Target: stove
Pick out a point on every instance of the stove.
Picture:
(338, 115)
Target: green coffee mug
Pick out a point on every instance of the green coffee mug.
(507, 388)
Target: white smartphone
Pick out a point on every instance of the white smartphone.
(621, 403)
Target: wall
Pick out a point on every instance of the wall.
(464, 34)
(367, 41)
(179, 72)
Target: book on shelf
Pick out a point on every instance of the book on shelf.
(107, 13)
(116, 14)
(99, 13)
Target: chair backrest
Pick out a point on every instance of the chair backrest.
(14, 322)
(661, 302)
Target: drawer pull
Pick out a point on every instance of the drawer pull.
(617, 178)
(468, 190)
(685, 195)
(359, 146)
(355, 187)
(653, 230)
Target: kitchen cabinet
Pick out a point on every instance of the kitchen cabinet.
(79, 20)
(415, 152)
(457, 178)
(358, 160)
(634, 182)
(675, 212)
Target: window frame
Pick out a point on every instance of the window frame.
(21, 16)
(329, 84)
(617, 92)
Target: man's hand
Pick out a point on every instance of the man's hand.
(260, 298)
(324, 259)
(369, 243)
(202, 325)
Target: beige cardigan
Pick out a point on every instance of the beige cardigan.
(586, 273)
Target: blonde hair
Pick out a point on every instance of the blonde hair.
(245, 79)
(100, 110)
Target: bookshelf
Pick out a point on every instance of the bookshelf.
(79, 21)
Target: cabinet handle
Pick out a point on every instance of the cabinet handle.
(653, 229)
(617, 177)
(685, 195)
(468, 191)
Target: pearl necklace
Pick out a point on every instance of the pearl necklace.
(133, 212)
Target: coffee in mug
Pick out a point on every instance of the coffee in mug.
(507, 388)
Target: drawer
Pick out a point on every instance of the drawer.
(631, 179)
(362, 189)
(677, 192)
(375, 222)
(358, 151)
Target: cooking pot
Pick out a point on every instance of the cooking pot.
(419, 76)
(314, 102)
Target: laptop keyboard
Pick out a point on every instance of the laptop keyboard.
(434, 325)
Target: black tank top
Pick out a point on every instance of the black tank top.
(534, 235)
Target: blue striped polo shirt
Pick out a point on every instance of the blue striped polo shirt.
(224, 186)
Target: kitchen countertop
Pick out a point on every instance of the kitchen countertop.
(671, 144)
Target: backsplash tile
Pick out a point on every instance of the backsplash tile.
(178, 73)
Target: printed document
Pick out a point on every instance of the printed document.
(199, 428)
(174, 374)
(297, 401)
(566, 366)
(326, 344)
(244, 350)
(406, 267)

=-=-=-=-=

INSTRUCTION:
Reproduce all of the data above with "instance" changed to "occurrence" wherever it occurs, leaving everything else untouched.

EXERCISE RESULT:
Target: stove
Pick out a point on every occurrence of the stove.
Picture:
(338, 115)
Target: green coffee mug
Pick out a point on every occurrence of the green coffee mug.
(507, 388)
Target: white smartphone
Pick out a point on every occurrence of the white smartphone.
(621, 403)
Target: wall
Pick out a point on every occurrence of the wall.
(464, 34)
(367, 41)
(179, 72)
Target: book on shelf
Pick out a point on every occurrence of the book on shelf.
(107, 13)
(116, 14)
(99, 13)
Target: chair backrest
Pick out a point on every occurrence of the chair backrest.
(14, 322)
(661, 302)
Target: drawer pull
Pick out a point on every occurrence of the drawer pull.
(617, 178)
(468, 190)
(685, 195)
(359, 146)
(355, 187)
(653, 230)
Target: kitchen cabinet
Pick out a point on every occurrence of the kitchen cabinet.
(79, 20)
(415, 152)
(457, 178)
(358, 160)
(634, 182)
(675, 212)
Target: window frame
Pick out a point on every occurrence of the window frame.
(21, 16)
(329, 84)
(617, 92)
Target: man's hand
Pick out a point on every occurrence of the man's hand.
(260, 298)
(324, 259)
(369, 243)
(202, 325)
Target: beige cardigan
Pick out a point on every occurrence of the beige cardigan.
(586, 273)
Target: blonde hair
Pick out a point on every occurrence of the blonde hair.
(245, 79)
(100, 110)
Target: bookshelf
Pick out a point on every occurrence of the bookshelf.
(79, 21)
Target: cabinet handle
Pick out a point on every occurrence of the cabinet handle.
(653, 229)
(617, 177)
(685, 195)
(468, 191)
Target: pearl necklace
Pick out a point on every occurrence of the pearl necklace.
(133, 212)
Target: coffee in mug
Pick out a point on every occurrence of the coffee in mug.
(507, 388)
Target: drawer
Pick out a point on every occurrence of the drawer.
(631, 179)
(362, 189)
(677, 192)
(375, 222)
(358, 151)
Target: cooking pot
Pick out a point on every occurrence of the cooking pot.
(419, 76)
(314, 102)
Target: laptop keyboard
Pick out a point on every occurrence of the laptop keyboard.
(434, 325)
Target: black tank top
Pick out a point on every occurrence of the black tank top.
(534, 235)
Target: blue striped polo shirt
Pick out a point on every occurrence of the blue striped polo shirt.
(224, 186)
Target: kitchen countertop
Pick out a point on every occurrence of the kitchen countertop.
(671, 144)
Target: backsplash tile
Pick out a point on every occurrence of the backsplash tile.
(178, 73)
Target: printed document
Pick out a point on every occurrence of the printed document.
(199, 428)
(174, 374)
(297, 401)
(566, 366)
(326, 344)
(244, 350)
(406, 267)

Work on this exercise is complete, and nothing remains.